→ **Exercise goal**
Every entry below must be transcribed word for word, and the images must be left out.

→ **Given data**
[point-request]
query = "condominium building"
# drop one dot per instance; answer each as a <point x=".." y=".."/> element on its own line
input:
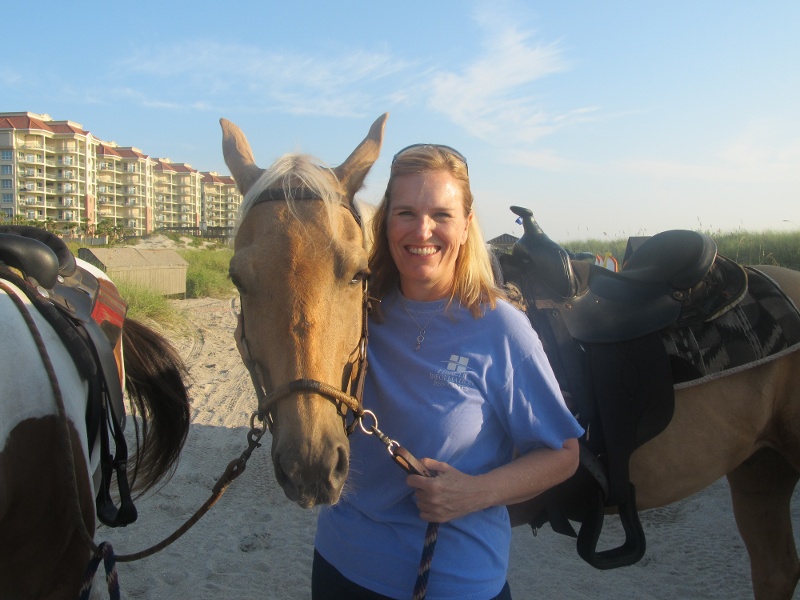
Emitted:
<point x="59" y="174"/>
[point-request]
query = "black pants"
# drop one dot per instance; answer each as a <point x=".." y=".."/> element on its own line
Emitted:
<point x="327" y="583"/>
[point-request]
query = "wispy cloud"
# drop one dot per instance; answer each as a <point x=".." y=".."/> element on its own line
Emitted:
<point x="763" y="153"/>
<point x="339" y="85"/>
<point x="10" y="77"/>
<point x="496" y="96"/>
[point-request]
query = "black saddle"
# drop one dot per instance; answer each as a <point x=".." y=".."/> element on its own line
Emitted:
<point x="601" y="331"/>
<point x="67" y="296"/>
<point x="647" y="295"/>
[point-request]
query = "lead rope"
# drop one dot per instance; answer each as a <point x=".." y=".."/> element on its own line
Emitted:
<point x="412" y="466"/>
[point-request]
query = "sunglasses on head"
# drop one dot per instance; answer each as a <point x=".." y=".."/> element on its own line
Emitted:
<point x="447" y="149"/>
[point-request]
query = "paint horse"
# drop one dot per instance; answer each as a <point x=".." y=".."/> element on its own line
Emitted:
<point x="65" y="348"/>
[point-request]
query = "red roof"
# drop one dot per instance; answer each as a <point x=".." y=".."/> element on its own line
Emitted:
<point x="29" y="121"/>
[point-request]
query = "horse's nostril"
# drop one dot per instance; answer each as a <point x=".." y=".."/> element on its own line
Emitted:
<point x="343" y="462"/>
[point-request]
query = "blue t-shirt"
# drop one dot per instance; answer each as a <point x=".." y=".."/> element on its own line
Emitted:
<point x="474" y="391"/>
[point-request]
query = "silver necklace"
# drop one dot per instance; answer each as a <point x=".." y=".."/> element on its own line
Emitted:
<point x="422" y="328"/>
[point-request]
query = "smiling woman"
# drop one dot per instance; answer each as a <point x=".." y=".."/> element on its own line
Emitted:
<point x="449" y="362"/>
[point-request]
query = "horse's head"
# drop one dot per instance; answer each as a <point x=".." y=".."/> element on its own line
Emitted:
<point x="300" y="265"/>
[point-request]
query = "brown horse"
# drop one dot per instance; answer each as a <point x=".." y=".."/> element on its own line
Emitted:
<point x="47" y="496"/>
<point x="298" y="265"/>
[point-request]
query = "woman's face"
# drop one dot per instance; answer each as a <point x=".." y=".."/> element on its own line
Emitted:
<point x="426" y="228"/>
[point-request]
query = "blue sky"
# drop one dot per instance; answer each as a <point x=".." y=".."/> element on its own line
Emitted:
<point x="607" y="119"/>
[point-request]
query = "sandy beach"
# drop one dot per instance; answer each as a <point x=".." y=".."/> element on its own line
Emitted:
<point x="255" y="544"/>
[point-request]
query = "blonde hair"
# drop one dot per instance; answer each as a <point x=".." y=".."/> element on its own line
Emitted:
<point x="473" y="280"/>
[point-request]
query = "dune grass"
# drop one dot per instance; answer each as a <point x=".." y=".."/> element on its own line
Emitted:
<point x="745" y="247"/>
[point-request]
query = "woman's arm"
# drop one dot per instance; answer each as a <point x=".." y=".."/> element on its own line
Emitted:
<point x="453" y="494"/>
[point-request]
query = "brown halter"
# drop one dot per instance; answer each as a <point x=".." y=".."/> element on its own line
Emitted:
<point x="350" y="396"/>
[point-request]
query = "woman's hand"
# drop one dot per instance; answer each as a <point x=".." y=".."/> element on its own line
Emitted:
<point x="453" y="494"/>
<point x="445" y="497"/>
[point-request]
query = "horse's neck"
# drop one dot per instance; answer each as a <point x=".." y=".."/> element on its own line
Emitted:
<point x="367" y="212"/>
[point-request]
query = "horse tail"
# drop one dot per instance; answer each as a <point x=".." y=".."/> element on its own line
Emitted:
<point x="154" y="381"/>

→ **Solution to this exercise**
[point-request]
query = "condominium building"
# drop one dot per instance; answer each as a <point x=".." y=".."/> element on its own line
input:
Emitted:
<point x="59" y="174"/>
[point-request]
query = "black pants"
# drop one dot per instance; answer each as a <point x=".." y=".."/> element on its own line
Emitted:
<point x="327" y="583"/>
[point-request]
query = "wispy cloud"
# drop one dot per instance; answer each as a <point x=".." y=".."/> element on its own line
Emitted:
<point x="763" y="153"/>
<point x="339" y="85"/>
<point x="10" y="77"/>
<point x="496" y="96"/>
[point-request]
query = "black saddle"
# drop one dot per instance; answer each as a <point x=".." y=".."/> element on its own line
Emitted:
<point x="601" y="331"/>
<point x="67" y="296"/>
<point x="647" y="295"/>
[point-request]
query = "lead rope"
# drop one dot per instance; answer each as a <point x=".." y=".."/> element on its own line
Emitted:
<point x="412" y="466"/>
[point-request]
query = "sunglasses on head"
# drop one dot per instance; answer each as a <point x=".." y=".."/> element on its own line
Emitted:
<point x="447" y="149"/>
[point-request]
query = "paint horse"
# drop one dot per instance; answer each as a <point x=".." y=".."/> element on its own line
Emitted:
<point x="65" y="348"/>
[point-request]
query = "red roof"
# drop one dot per instance; answer each as a <point x=".." y=".."/> element on its own line
Emitted:
<point x="29" y="121"/>
[point-request]
query = "horse's nostril"
# drop one dot per instance; answer each as a <point x=".." y=".."/> element on its own line
Emitted:
<point x="343" y="462"/>
[point-request]
query = "blue t-shirt"
# drop one dot per instance; answer each as a <point x=".." y=".."/> element on its own line
Emitted:
<point x="474" y="391"/>
[point-request]
query = "silver necklace"
# drop one dot per instance; answer each as a <point x=".." y=".."/> element on its own line
Emitted:
<point x="422" y="328"/>
[point-request]
query = "smiling woman"
# drop one dot per instance; answer each as a <point x=".." y=".."/> element on its own line
Emitted:
<point x="449" y="362"/>
[point-request]
query = "horse's head"
# drop one dot per instance; answer each as a <point x=".." y=".."/> element on its own line
Emitted:
<point x="300" y="265"/>
[point-request]
query = "brown horse"
# drop one dot per instance; answer each as a <point x=".." y=".."/> element on its own line
Emitted:
<point x="47" y="496"/>
<point x="298" y="265"/>
[point-request]
query = "woman's face"
# drop one dot per instance; answer each as a <point x=".." y=".."/> element on its own line
Emitted:
<point x="426" y="228"/>
[point-request]
query = "blue sky"
# drop one dot per instance; answer each as a <point x=".." y=".."/> element on its own line
Emitted:
<point x="607" y="119"/>
[point-request]
query = "sandy beach"
# drop one dot per instance; answer each as a <point x=".." y=".."/> element on its own line
Emitted:
<point x="255" y="544"/>
[point-request]
query = "blonde hair"
# drop one dot per instance; answer each as a <point x=".." y=".."/> element on its own line
Emitted:
<point x="473" y="280"/>
[point-request]
query = "dune grass"
# drop one dot per instance; answer each as a <point x=".." y=".."/> element on its own line
Emitted:
<point x="745" y="247"/>
[point-request]
query = "woman's arm"
# drop one dot per instance; answer each as a <point x=".." y=".."/> element on its own line
Emitted:
<point x="453" y="494"/>
[point-request]
query = "brown halter"
# drop one dot per instance; answer each as a <point x=".." y=".."/> element on its own line
Emitted:
<point x="350" y="396"/>
[point-request]
query = "woman's hand"
# drop one dot per instance; answer each as a <point x=".." y=".."/> element on its own line
Emitted:
<point x="453" y="494"/>
<point x="445" y="497"/>
[point-request]
query = "horse's neck"
# drop one dot per instance; answer each as a <point x=".." y=".."/> element on its own line
Emitted:
<point x="367" y="212"/>
[point-request]
query = "horse tail"
# drop one dot per instance; answer each as a <point x=".." y=".."/> element on its own line
Emitted:
<point x="154" y="381"/>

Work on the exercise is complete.